▶ [Polecenie A] Zwróć z listingu poniżej każdy wiersz, w którym występuje słowo „shelf”.

━━ Tekst do przeczytania ━━

Potrawa na zdjęciu prezentowała się bardzo apetycznie, a połączenie granatów,
ostrej papryczki i kolendry, wydało mi się bardzo pasujące do jesiennej aury.
Jak dla mnie, ilość szafranu w sosie, przytłacza trochę smak granatów
i nie wiem dlaczego czosnek, wymieniony jako jeden ze składników przepisu,
nie został użyty na żadnym etapie gotowania ;)
Następnym razem natrę czosnkiem rybę i dodam stanowczo mniej szafranu.




Pstrąg w sosie z granatów
na podstawie przepisu z książki Kulinarny Kaukaz

1 kg pstrąga
olej
mąka pszenna
8-10 łodyżek szczypiorku
1-2 strąki zielonej ostrej papryki
sól

sos
150 ml soku z granatów
1/2 łyżki mielonych nasion kolendry
1/4 łyżki mielonego szafranu
sól

Aby przygotować sos należy szafran zalać 1/4 szklanki gorącej wody i odstawić na 20 minut.
Następnie dodać do niego sok z granatów, kolendrę i sól.

Rybę posolić i odstawić na 20-30 minut w temperaturze pokojowej.
Następnie pokroić na porcje, panierować w mące i smażyć na złoty kolor.
Paprykę i szczypior drobno pokroić.

Rybę wyłożyć na talerz i posypać szczypiorem oraz papryką.
Polać sosem i odstawić na 30 minut w temperaturze pokojowej.
Ryba musi przejść smakiem sosu.

Podawać z kukurydzianymi plackami lub pszennym pieczywem
i delikatnym białym winem.

środa, 19 października 2011

Sałatka nicejska - wersja jesienna



Oto moja jesienna wersja sałatki nicejskiej, dość pożywna.
Latem zadowoliłabym się mieszanką sałat, ale w chłodne, jesienne dni potrzebuję czegoś więcej.
Zgodnie z klasycznym przepisem, sałatka nie powinna zawierać gotowanych warzyw,
ale kto powiedział, że tylko klasyczna wersja jest poprawna ;)


Sałatka Nicejska


dressing
6 łyżek oliwy z oliwek
1 łyżka musztardy Dijon
1 ząbek czosnku, posiekany
pieprz
sól
2 łyżki octu winnego lub soku z cytryny
świeża bazylia, oregano lub inne ulubione zioła, opcjonalnie

Czosnek utrzeć z odrobiną soli , połączyć z resztą składników i dokładnie wymieszać.

━━━
━━ Dane do zadania ━━

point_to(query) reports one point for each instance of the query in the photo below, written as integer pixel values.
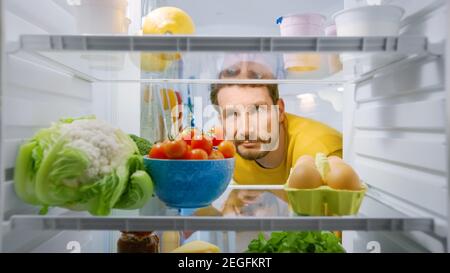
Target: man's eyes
(251, 110)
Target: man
(295, 136)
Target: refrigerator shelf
(199, 59)
(269, 214)
(145, 223)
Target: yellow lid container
(325, 201)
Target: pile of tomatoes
(192, 145)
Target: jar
(138, 242)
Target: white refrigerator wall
(395, 132)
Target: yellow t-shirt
(304, 137)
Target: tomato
(216, 134)
(202, 142)
(216, 155)
(157, 151)
(188, 134)
(175, 149)
(227, 148)
(198, 154)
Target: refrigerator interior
(394, 118)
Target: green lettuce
(82, 164)
(297, 242)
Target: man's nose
(247, 128)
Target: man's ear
(281, 110)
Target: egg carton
(325, 201)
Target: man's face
(250, 118)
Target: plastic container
(309, 24)
(189, 183)
(369, 21)
(334, 62)
(100, 16)
(138, 242)
(325, 201)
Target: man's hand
(239, 199)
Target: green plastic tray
(325, 201)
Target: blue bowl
(189, 183)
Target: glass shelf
(267, 212)
(200, 59)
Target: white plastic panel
(33, 97)
(395, 132)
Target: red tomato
(227, 148)
(198, 154)
(216, 155)
(202, 142)
(157, 151)
(175, 149)
(188, 153)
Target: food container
(189, 183)
(334, 63)
(309, 24)
(100, 16)
(325, 201)
(138, 242)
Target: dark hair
(271, 88)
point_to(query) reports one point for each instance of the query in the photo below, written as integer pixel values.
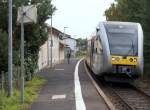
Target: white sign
(29, 14)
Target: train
(115, 51)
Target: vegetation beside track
(80, 54)
(31, 92)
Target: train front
(126, 49)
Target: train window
(122, 41)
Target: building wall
(72, 43)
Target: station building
(71, 44)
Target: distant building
(58, 47)
(71, 44)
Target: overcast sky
(80, 16)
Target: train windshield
(123, 39)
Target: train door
(97, 55)
(91, 55)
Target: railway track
(132, 97)
(121, 97)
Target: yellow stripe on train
(120, 60)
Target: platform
(68, 88)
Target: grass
(31, 92)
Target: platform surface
(59, 93)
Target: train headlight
(131, 59)
(113, 59)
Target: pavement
(68, 88)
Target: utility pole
(22, 54)
(64, 31)
(10, 66)
(51, 40)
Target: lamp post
(10, 69)
(64, 31)
(49, 53)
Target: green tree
(35, 34)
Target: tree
(35, 34)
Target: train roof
(119, 23)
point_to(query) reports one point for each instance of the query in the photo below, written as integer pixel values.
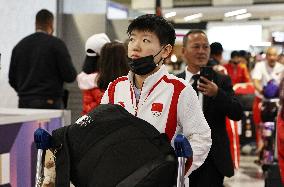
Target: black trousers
(41, 103)
(207, 175)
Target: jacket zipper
(137, 102)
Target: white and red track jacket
(169, 104)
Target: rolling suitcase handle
(43, 142)
(183, 151)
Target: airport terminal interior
(247, 28)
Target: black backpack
(110, 147)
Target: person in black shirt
(40, 64)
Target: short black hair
(156, 24)
(44, 18)
(235, 54)
(193, 31)
(216, 48)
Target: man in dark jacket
(218, 101)
(40, 64)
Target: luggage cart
(43, 141)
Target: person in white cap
(94, 79)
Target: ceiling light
(193, 16)
(170, 14)
(243, 16)
(174, 58)
(236, 12)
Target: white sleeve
(87, 81)
(256, 72)
(195, 126)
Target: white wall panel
(17, 21)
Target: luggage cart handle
(183, 151)
(43, 141)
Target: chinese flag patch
(157, 107)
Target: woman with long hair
(111, 65)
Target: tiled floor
(249, 174)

━━━

▶ [Polecenie B] Zwróć dosłownie fragment tekstu z przepisami: zacznij od miejsca ze słowami „Aby przygotować sos”, a skończ po słowach „delikatnym białym winem.”.

▶ [Rozwiązanie A]
Target: refrigerator shelf
Target: glass shelf

▶ [Rozwiązanie B]
Aby przygotować sos należy szafran zalać 1/4 szklanki gorącej wody i odstawić na 20 minut.
Następnie dodać do niego sok z granatów, kolendrę i sól.

Rybę posolić i odstawić na 20-30 minut w temperaturze pokojowej.
Następnie pokroić na porcje, panierować w mące i smażyć na złoty kolor.
Paprykę i szczypior drobno pokroić.

Rybę wyłożyć na talerz i posypać szczypiorem oraz papryką.
Polać sosem i odstawić na 30 minut w temperaturze pokojowej.
Ryba musi przejść smakiem sosu.

Podawać z kukurydzianymi plackami lub pszennym pieczywem
i delikatnym białym winem.